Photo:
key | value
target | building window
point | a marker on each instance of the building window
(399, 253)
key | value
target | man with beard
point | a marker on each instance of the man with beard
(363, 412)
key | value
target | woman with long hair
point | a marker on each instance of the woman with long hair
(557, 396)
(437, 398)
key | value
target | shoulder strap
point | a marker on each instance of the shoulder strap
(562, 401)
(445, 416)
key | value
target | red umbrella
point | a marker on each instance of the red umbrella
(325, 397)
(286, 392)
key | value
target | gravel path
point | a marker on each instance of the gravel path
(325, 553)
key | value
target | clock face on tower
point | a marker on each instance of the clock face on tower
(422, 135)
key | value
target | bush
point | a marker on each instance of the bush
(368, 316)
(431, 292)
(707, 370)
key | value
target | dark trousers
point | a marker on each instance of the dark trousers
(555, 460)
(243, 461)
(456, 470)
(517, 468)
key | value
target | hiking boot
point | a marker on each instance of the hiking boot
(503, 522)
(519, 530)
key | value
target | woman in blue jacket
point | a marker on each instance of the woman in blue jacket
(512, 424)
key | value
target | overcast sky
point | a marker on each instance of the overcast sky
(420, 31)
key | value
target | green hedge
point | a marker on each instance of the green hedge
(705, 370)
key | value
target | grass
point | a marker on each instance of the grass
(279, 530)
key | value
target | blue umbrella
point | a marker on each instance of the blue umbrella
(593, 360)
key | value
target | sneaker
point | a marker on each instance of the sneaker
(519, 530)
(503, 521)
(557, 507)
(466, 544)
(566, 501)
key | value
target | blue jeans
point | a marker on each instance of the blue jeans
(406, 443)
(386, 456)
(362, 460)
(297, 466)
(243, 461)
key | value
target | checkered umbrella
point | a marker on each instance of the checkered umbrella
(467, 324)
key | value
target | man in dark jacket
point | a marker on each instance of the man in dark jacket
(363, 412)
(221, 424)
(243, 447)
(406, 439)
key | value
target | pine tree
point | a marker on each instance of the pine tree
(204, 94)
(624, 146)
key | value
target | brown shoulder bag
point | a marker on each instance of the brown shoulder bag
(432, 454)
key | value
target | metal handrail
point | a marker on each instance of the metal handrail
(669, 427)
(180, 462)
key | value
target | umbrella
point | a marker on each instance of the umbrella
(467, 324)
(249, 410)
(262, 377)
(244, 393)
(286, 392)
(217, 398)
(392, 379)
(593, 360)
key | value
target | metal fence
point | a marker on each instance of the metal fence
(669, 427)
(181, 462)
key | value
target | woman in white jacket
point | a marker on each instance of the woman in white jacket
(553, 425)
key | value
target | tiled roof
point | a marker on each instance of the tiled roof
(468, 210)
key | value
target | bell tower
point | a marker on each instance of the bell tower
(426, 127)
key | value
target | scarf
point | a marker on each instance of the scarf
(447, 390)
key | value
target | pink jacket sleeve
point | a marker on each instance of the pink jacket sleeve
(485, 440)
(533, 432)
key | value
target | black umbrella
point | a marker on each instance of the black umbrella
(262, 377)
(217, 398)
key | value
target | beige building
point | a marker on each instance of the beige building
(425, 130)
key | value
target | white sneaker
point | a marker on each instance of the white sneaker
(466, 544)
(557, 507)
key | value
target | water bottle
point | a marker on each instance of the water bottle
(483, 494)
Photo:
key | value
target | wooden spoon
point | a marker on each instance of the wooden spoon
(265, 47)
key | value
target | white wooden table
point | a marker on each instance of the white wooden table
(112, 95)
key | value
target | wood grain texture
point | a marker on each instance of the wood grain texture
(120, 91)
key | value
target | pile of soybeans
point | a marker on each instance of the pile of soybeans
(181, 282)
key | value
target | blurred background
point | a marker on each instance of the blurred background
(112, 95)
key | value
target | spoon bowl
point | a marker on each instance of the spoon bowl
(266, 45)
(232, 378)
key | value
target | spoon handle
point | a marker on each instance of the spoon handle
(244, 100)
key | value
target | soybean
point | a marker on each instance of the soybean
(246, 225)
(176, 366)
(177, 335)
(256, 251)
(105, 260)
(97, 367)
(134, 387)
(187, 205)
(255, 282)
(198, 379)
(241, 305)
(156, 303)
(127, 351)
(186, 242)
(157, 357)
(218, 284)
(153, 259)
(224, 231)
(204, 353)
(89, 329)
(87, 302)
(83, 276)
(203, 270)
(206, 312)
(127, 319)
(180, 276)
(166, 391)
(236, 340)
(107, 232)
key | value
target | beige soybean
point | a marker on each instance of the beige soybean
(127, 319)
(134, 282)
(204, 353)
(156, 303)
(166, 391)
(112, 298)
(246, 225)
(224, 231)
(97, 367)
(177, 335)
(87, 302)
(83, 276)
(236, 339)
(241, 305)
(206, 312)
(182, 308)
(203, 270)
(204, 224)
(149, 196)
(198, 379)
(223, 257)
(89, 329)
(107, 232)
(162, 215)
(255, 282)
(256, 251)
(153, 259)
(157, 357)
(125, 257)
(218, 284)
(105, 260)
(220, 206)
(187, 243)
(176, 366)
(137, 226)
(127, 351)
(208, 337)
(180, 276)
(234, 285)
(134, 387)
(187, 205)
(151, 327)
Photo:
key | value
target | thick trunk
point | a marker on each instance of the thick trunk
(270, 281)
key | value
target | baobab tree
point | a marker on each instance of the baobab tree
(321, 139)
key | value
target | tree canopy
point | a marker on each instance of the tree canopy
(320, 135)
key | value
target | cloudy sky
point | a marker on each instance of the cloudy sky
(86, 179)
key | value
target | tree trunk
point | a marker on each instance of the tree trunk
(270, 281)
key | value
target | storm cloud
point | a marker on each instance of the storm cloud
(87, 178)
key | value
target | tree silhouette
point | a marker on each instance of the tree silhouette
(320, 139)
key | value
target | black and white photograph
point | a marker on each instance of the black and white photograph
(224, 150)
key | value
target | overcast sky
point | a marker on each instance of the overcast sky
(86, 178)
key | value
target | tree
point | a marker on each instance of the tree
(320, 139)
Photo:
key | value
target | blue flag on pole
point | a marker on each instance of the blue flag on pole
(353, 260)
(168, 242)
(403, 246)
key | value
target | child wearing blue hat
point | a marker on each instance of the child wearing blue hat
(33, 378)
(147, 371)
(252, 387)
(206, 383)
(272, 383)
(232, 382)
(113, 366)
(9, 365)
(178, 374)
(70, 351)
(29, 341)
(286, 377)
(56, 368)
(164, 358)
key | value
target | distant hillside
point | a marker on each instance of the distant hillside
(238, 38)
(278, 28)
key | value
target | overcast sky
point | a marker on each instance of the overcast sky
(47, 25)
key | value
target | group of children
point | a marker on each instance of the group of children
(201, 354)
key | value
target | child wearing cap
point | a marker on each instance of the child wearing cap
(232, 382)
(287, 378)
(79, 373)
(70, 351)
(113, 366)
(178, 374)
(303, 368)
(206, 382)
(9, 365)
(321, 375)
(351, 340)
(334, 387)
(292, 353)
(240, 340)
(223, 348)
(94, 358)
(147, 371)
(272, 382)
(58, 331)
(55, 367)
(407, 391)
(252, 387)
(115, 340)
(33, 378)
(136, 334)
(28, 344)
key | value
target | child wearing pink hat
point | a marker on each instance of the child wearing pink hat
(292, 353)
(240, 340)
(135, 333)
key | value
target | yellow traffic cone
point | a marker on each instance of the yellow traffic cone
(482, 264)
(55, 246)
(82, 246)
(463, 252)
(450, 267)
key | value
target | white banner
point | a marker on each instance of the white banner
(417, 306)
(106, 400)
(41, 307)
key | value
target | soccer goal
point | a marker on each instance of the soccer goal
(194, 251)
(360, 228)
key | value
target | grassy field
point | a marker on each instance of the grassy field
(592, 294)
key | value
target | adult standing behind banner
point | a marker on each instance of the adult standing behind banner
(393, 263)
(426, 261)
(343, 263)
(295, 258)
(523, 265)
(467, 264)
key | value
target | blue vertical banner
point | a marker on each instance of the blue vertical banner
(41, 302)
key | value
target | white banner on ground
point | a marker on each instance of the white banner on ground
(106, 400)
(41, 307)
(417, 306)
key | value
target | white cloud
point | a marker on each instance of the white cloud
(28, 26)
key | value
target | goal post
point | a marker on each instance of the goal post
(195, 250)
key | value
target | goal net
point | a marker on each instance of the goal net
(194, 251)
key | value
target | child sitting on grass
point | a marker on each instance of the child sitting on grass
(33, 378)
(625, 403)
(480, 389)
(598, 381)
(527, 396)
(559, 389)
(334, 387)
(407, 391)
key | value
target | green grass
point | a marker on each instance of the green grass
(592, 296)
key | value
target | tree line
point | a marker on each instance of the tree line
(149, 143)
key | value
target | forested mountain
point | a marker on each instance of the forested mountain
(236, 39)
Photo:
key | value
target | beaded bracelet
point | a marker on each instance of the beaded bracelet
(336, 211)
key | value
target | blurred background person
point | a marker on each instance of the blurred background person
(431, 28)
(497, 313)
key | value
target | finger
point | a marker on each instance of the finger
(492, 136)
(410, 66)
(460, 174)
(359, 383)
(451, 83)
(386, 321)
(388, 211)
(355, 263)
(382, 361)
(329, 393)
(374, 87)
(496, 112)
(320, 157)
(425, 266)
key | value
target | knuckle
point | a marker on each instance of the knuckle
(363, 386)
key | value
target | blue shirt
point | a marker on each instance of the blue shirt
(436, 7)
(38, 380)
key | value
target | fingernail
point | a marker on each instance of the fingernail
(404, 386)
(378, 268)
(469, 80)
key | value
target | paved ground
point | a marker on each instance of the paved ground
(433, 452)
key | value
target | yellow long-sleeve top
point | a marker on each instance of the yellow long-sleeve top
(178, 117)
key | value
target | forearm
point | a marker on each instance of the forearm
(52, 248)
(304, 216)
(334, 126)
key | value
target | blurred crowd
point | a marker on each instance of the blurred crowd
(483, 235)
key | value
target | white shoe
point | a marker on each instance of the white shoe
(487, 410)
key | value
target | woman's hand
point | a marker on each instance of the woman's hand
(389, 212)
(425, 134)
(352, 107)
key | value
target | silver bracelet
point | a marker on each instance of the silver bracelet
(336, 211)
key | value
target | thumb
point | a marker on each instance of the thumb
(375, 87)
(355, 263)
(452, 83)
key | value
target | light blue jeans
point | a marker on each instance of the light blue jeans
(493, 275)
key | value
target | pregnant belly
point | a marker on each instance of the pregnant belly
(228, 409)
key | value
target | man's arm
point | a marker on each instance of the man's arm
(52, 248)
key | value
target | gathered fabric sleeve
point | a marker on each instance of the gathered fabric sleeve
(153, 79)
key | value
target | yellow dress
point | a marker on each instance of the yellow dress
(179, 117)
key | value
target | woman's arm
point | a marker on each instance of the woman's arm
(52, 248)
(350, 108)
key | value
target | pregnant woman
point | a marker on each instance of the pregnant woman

▶ _What is being asked_
State how many lines of the records contain the word "forested". Give only the number.

▶ _Exercise response_
2